- [TEXT PASSAGE]
Part of the demotion from “us” to “them” is a loss of one’s designation as a person. One is suddenly no longer a person with a diagnosis, but “a schizophrenic” or “a bipolar… “a mental patient” or “a CMI” or “SPMI.”
Medical illnesses are not associated with the negative assumptions and prejudices that are inferred from a psychiatric label. A “diabetic” is not assumed to be violent, unpredictable, or incompetent.
Associate the term “patient” with discrimination, coercion, and oppression.
Psychiatric personnel have continued to justify the use of the term “patient” because they see it as simply technical.
Mentalist power dynamic: professionals are generally accustomed to being in charge and, as a professional once said, they’re “not about to be dictated to by a bunch of patients.”
The power-up group is comfortable with the existing terminology and that comfort takes precedence over the feelings, wellbeing, and dignity of those who are power-down.
If a diagnosis helps a person to understand her/his experiences and gain control over her/his life, it is a useful tool. If it stigmatizes, communicates contempt, and excludes the person from services, it is a weapon.
If I describe someone as “a borderline with intense dependency,” “a non-compliant schizophrenic,” “an oppositional patient,” “a typical drug-seeking antisocial personality disorder,” “a manipulative, gamey manic,” am I seeking to understand, respect, and help, or merely pass judgment, feel superior, and assert my professional dominance?

- [ABOUT THIS TASK] Retype the passage on psychiatric labels from "The power-up group" to "my professional dominance?".

- [INFORMATION SHOWN]
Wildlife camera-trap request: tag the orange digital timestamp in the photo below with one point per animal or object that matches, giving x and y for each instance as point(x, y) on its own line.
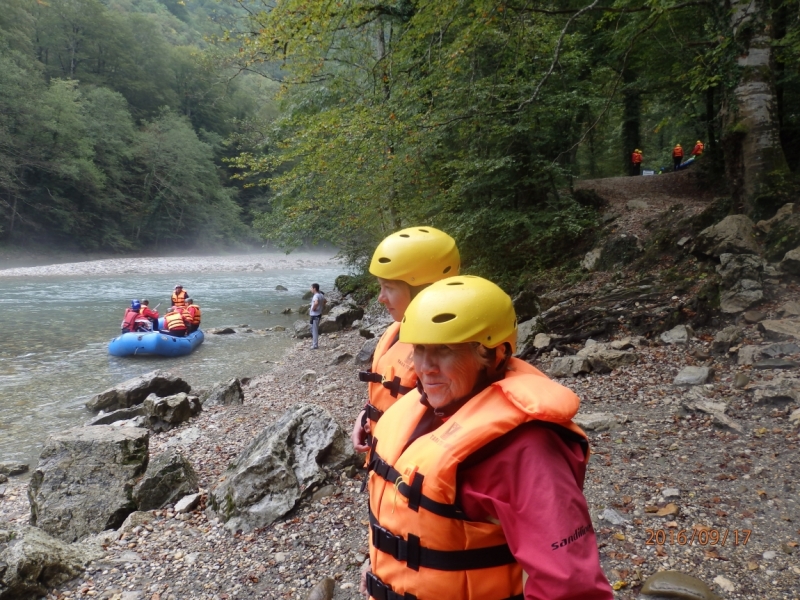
point(701, 537)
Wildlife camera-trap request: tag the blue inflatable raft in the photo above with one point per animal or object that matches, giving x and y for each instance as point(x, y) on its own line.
point(154, 344)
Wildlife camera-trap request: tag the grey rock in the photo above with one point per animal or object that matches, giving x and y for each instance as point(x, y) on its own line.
point(33, 563)
point(724, 339)
point(694, 376)
point(169, 477)
point(754, 316)
point(302, 329)
point(596, 421)
point(165, 413)
point(775, 363)
point(734, 235)
point(609, 515)
point(134, 391)
point(222, 330)
point(364, 356)
point(680, 334)
point(791, 262)
point(123, 414)
point(227, 393)
point(674, 584)
point(789, 309)
point(567, 366)
point(187, 503)
point(280, 466)
point(13, 469)
point(83, 483)
point(591, 259)
point(747, 355)
point(780, 349)
point(777, 391)
point(780, 329)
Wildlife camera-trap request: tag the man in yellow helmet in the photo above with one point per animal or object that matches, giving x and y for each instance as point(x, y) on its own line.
point(477, 475)
point(404, 263)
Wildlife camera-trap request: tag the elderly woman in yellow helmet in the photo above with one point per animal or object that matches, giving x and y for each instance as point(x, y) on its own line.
point(477, 475)
point(404, 263)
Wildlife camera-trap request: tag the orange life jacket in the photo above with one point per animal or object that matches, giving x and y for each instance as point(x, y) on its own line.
point(392, 373)
point(420, 543)
point(179, 299)
point(174, 321)
point(193, 312)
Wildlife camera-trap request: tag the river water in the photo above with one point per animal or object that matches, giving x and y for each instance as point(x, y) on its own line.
point(54, 332)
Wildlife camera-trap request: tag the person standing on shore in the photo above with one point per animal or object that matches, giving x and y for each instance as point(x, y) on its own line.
point(476, 476)
point(318, 302)
point(404, 263)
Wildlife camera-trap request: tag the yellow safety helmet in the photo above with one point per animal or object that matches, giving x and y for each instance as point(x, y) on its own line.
point(417, 256)
point(458, 310)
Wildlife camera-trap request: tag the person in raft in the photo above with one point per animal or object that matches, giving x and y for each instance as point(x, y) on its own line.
point(476, 476)
point(404, 263)
point(179, 296)
point(175, 322)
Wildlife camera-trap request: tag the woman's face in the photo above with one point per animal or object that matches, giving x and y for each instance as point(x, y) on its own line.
point(395, 296)
point(447, 372)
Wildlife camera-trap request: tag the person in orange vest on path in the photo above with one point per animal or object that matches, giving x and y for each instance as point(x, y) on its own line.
point(476, 476)
point(405, 262)
point(179, 297)
point(192, 313)
point(636, 159)
point(175, 322)
point(677, 157)
point(148, 312)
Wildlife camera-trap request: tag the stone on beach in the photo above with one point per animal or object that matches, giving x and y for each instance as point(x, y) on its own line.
point(83, 483)
point(278, 467)
point(169, 477)
point(135, 390)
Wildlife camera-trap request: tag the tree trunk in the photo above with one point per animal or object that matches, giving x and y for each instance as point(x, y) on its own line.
point(752, 117)
point(631, 119)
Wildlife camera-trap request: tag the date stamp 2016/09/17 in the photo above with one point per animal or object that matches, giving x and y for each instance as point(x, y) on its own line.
point(701, 537)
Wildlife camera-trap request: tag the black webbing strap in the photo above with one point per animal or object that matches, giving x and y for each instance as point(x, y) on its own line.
point(415, 556)
point(380, 591)
point(370, 377)
point(413, 492)
point(395, 388)
point(373, 414)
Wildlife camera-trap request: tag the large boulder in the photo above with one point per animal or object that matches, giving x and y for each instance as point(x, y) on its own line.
point(791, 262)
point(740, 286)
point(134, 391)
point(224, 394)
point(733, 235)
point(165, 413)
point(281, 466)
point(169, 477)
point(32, 563)
point(84, 480)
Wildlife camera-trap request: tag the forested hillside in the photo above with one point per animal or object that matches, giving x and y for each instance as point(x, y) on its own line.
point(477, 115)
point(113, 115)
point(121, 121)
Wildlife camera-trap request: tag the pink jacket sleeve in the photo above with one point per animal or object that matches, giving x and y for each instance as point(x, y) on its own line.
point(533, 485)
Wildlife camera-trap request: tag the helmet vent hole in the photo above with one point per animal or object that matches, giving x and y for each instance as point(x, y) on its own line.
point(443, 318)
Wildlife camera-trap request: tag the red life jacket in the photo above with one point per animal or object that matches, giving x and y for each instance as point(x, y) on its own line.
point(129, 319)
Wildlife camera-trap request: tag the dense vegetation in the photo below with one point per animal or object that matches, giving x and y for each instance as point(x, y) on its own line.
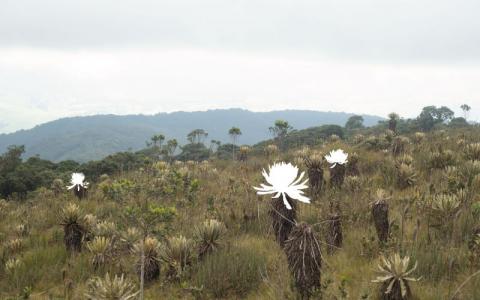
point(197, 230)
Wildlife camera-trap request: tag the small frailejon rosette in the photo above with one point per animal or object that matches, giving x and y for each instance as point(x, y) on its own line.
point(337, 157)
point(78, 180)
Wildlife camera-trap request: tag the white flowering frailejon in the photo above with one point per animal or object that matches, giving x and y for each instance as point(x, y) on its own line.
point(336, 157)
point(77, 180)
point(283, 181)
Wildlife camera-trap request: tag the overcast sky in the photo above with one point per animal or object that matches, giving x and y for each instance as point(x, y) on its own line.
point(59, 58)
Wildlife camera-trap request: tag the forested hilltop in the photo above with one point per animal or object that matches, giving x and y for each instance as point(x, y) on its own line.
point(95, 137)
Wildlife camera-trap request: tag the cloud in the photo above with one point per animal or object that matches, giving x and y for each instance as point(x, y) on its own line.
point(62, 58)
point(42, 85)
point(373, 30)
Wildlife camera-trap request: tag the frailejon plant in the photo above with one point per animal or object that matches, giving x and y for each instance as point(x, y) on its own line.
point(352, 167)
point(243, 153)
point(395, 277)
point(380, 215)
point(71, 217)
point(286, 187)
point(12, 265)
point(444, 210)
point(106, 229)
point(353, 184)
point(14, 246)
point(304, 259)
point(338, 160)
point(270, 151)
point(314, 164)
point(177, 253)
point(334, 233)
point(57, 186)
point(130, 237)
point(78, 184)
point(418, 137)
point(89, 224)
point(108, 288)
point(151, 254)
point(406, 175)
point(209, 237)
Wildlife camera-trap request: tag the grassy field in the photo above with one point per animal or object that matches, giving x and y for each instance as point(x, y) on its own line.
point(431, 184)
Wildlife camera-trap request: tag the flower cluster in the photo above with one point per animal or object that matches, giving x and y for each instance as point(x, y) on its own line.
point(78, 180)
point(283, 181)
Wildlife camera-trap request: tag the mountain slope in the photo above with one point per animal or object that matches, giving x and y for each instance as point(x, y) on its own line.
point(93, 137)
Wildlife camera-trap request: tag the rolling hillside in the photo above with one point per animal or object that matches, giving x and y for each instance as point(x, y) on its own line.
point(94, 137)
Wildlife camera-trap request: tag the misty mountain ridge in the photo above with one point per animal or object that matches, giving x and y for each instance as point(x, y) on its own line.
point(94, 137)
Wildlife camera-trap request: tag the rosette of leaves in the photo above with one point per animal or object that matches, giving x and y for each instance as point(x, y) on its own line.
point(151, 258)
point(209, 237)
point(100, 248)
point(177, 253)
point(395, 277)
point(406, 176)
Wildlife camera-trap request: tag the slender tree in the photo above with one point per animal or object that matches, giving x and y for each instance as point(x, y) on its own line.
point(280, 130)
point(234, 133)
point(171, 147)
point(197, 136)
point(466, 108)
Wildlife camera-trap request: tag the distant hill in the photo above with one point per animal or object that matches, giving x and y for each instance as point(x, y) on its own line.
point(94, 137)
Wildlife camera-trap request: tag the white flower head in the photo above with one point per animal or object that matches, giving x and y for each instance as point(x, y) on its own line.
point(283, 181)
point(77, 180)
point(336, 157)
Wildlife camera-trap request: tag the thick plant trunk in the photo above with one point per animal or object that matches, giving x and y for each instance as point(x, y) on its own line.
point(315, 178)
point(380, 218)
point(283, 219)
point(334, 233)
point(73, 234)
point(337, 175)
point(304, 259)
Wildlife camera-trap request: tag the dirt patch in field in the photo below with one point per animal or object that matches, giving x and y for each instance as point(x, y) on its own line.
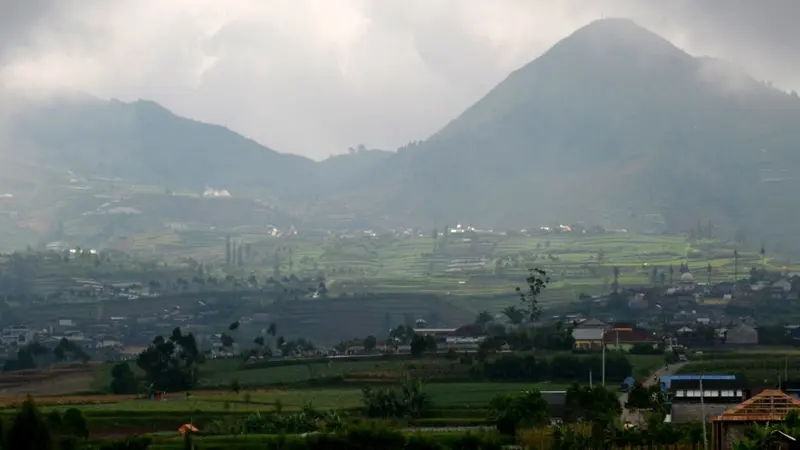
point(58, 380)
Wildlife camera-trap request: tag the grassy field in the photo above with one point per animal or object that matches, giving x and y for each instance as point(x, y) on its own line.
point(755, 365)
point(219, 374)
point(443, 395)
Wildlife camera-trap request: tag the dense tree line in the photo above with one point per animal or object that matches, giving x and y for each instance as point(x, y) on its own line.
point(560, 367)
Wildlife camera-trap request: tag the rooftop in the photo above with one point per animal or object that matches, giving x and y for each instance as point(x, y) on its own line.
point(769, 406)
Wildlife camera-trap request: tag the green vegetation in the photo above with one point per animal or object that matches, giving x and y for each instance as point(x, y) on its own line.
point(759, 365)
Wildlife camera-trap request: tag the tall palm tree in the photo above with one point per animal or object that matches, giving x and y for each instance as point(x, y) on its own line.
point(272, 330)
point(484, 318)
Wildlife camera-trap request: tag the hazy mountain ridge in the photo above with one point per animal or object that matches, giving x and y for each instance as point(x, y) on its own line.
point(613, 123)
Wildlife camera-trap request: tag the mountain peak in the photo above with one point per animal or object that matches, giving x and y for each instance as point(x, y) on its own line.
point(617, 36)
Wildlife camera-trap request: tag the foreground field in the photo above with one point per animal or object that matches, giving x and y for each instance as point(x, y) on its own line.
point(758, 365)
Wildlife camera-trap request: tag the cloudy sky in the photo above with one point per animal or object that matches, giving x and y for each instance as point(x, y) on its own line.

- [RESPONSE]
The power-up group is comfortable with the existing terminology and that comfort takes precedence over the feelings, wellbeing, and dignity of those who are power-down.
If a diagnosis helps a person to understand her/his experiences and gain control over her/his life, it is a useful tool. If it stigmatizes, communicates contempt, and excludes the person from services, it is a weapon.
If I describe someone as “a borderline with intense dependency,” “a non-compliant schizophrenic,” “an oppositional patient,” “a typical drug-seeking antisocial personality disorder,” “a manipulative, gamey manic,” am I seeking to understand, respect, and help, or merely pass judgment, feel superior, and assert my professional dominance?